__SELECTED EXTRACT__
---

With the recent success of deep learning over a wide range of machine learning tasks, including automatic speech recognition (ASR)

[1][2]

and facial recognition

[3]

, investigation of the use of deep neural networks (DNNs) for speaker recognition has increased dramatically, including the possible use of DNNs to replace conventional feature extraction

[4][5], back-end modeling [6], and the entire front-to-back-end processing pipeline in an end-to-end manner [7][8].

On the basis of the i-vector paradigm [9], it was shown in [4][5]

that deep neural networks derived from acoustic models in ASR can be used as universal background models (UBMs) to provide phoneme posteriors as well as bottleneck features. While these have shown better performance than conventional UBMs based on Gaussian mixture models (GMMs), they have the drawback of language dependency

[10] and also require expensive phonetic transcriptions for training [11].

More recently, DNNs have been shown to be useful for extracting speaker-discriminative feature vectors independently from the i-vector framework. With the help of a certain amount of training data, such approaches lead to better results, particularly under conditions of short-duration utterances. It was shown in [12][8] that DNNs achieve better accuracy than do i-vectors. In [13], statistics pooling was employed to aggregate frame-level speaker representations to obtain an utterance-level representation, i.e., speaker embedding (x-vector), with a fixed number of dimensions, regardless of the length of the input utterance.

Most recent studies conducted from a different perspective [14][15][16][17] have incorporated attention mechanisms [18], which have produced significant improvements in machine translation [19]. In the scenario of speaker recognition, an importance measure is computed by means of a small attention network that works as a part of the speaker embedding network, as well as in the pooling layer utilized for calculating the weighted mean of frame-level feature vectors. It has been applied to text-dependent [15] and text-independent speaker recognition, including fixed-duration [14] and variable-duration [16][17] settings.

The attention mechanism is a powerful technique which offers a way to obtain an even more discriminative utterance-level representation by explicitly selecting frame-level features that better represent speaker characteristics. Its remarkable advantage is that the attention model is automatically trained as a part of the deep speaker embedding network, in accord with a single objective function. Without attaching any additional labels, such as which frames are important, the attention model is optimized together with its parent network just so as to minimize speaker identification errors. This configuration of the attention mechanism suggests that the weight computed by the attention model is tightly bound to the frame-level features produced by the speaker embedding network.

Thus, a question arises: What does the attention model actually learn? It may not learn a general importance of frames but, rather, learn something specific to frame-level features which the coupled speaker embedding network produces. Even if it works well with the coupled speaker embedding network, it may not work well with other networks or conventional i-vector extractors, for which the i-vector paradigm continues to have its own advantages under some practical conditions, including relatively long speech [13]. This paper attempts to give an answer to the above question through a series of experiments and demonstrates that the attention model coupled with a deep speaker embedding network can work with other networks and even with i-vector extractors. To the best of our knowledge, no study has yet been done on deep speaker embedding from such a perspective.

---

__DIRECTION 1__
From the passage on attention in speaker recognition, set down everything from "More recently, DNNs" down to "the input utterance.".
__DIRECTION 2__
Answer these questions from the passage on attention in speaker recognition:
(a) What two drawbacks do UBMs derived from ASR acoustic models have?
(b) What name is given to the utterance-level representation obtained through statistics pooling?
(c) In what task did attention mechanisms produce significant improvements?
The records can be left aside here; nothing in them is required.

---

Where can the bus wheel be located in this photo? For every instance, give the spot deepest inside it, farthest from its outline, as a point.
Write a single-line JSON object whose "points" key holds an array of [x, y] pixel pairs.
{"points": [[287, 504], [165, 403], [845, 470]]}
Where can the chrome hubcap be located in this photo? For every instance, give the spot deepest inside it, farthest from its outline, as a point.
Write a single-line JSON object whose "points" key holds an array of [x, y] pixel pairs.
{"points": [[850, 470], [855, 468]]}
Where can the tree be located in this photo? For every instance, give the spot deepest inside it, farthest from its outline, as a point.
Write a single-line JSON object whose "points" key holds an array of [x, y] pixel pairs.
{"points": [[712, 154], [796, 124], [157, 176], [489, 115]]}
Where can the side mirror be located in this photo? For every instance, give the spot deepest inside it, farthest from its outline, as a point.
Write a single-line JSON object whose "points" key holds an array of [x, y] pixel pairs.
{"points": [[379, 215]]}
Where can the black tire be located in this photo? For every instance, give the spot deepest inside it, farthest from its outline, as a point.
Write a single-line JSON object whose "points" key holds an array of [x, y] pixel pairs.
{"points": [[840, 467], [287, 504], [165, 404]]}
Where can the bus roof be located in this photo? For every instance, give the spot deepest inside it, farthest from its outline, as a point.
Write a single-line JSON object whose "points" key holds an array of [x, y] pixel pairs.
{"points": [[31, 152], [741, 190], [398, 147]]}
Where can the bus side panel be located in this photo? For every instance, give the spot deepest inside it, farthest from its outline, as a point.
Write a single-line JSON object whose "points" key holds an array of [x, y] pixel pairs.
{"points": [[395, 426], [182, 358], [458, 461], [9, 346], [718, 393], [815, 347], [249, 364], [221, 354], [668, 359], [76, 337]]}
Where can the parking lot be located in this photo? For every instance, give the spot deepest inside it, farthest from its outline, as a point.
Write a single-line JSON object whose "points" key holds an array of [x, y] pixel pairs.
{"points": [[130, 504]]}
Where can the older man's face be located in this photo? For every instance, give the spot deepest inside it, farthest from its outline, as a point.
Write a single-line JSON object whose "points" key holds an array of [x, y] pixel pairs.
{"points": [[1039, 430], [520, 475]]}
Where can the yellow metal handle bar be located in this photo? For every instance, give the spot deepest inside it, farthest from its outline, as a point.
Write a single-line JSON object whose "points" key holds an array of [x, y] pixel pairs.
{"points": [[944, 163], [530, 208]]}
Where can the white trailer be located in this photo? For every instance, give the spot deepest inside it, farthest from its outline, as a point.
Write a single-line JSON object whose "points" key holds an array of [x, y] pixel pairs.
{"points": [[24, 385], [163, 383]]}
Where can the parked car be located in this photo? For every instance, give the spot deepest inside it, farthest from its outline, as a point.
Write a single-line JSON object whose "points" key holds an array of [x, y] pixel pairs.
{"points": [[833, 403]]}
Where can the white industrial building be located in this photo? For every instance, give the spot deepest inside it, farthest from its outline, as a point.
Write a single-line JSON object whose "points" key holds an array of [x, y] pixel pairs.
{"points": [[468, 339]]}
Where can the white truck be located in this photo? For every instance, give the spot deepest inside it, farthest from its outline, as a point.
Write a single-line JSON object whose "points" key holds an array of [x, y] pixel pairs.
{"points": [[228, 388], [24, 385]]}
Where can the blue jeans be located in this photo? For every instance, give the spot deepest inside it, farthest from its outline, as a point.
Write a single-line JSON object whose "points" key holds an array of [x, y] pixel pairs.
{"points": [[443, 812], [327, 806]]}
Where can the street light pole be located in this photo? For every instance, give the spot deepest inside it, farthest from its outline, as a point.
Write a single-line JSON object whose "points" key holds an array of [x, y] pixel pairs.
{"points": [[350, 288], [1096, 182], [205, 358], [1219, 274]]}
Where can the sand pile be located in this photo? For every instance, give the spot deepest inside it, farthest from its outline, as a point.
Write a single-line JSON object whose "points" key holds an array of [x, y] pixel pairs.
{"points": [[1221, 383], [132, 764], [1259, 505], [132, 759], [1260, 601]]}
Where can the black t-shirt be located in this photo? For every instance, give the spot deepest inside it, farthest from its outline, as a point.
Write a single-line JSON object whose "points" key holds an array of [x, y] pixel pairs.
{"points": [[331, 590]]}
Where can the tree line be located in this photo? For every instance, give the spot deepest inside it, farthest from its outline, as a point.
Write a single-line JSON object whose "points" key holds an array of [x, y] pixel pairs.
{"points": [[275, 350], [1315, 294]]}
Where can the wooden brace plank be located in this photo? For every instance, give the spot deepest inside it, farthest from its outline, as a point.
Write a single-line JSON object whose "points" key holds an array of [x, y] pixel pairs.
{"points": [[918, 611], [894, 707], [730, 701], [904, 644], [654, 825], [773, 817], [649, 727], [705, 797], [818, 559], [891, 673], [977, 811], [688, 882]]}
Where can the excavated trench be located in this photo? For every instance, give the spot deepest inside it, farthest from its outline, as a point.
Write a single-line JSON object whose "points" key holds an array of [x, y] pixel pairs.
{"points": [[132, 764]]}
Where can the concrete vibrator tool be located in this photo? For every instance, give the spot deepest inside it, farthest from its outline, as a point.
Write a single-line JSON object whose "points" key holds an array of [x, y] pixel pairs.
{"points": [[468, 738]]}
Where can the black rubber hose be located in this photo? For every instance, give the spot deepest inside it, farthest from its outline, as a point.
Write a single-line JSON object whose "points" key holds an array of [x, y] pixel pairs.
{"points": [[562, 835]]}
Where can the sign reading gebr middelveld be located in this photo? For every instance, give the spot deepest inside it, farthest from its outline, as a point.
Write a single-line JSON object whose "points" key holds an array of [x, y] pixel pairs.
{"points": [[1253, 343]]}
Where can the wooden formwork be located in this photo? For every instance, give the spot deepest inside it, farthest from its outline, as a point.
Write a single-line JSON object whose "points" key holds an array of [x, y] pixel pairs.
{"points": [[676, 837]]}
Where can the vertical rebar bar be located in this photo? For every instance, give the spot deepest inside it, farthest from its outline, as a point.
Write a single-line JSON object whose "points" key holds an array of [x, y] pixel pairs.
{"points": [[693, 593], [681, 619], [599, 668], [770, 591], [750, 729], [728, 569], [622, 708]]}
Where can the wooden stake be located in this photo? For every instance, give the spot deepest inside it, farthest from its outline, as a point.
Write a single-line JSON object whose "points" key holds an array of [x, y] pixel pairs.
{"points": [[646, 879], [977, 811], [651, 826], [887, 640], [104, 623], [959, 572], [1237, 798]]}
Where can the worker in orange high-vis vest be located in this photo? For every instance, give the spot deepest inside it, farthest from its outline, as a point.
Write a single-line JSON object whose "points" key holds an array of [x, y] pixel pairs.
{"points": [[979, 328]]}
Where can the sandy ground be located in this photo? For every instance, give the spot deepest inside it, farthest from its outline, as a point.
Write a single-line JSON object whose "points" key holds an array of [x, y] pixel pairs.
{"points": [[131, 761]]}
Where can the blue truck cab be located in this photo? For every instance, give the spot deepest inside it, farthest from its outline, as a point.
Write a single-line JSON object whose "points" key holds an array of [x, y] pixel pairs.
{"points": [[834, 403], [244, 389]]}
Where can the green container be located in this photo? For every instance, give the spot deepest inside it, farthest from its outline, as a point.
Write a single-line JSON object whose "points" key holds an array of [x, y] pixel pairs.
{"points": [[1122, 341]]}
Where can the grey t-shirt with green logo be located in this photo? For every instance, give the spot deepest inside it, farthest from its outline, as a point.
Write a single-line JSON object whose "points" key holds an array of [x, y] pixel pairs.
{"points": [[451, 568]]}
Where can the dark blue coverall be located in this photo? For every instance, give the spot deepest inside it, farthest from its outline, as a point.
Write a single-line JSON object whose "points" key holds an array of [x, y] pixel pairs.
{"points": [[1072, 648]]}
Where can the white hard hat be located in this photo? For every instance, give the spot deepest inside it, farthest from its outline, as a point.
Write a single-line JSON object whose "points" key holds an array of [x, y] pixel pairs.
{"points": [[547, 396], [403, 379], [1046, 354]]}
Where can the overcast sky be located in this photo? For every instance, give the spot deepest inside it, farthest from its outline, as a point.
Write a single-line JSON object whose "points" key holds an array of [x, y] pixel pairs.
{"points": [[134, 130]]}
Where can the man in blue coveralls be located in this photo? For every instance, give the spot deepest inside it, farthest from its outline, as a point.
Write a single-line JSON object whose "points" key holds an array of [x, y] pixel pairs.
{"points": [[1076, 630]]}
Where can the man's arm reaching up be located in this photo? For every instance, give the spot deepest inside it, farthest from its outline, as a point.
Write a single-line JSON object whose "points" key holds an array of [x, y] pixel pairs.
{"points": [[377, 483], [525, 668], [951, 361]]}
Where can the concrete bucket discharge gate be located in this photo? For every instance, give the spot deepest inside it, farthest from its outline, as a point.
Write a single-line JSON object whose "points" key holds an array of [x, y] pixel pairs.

---

__TASK ANSWER 1__
More recently, DNNs have been shown to be useful for extracting speaker-discriminative feature vectors independently from the i-vector framework. With the help of a certain amount of training data, such approaches lead to better results, particularly under conditions of short-duration utterances. It was shown in [12][8] that DNNs achieve better accuracy than do i-vectors. In [13], statistics pooling was employed to aggregate frame-level speaker representations to obtain an utterance-level representation, i.e., speaker embedding (x-vector), with a fixed number of dimensions, regardless of the length of the input utterance.

__TASK ANSWER 2__
(a) They depend on language and require expensive phonetic transcriptions for training.
(b) Speaker embedding (x-vector).
(c) Machine translation.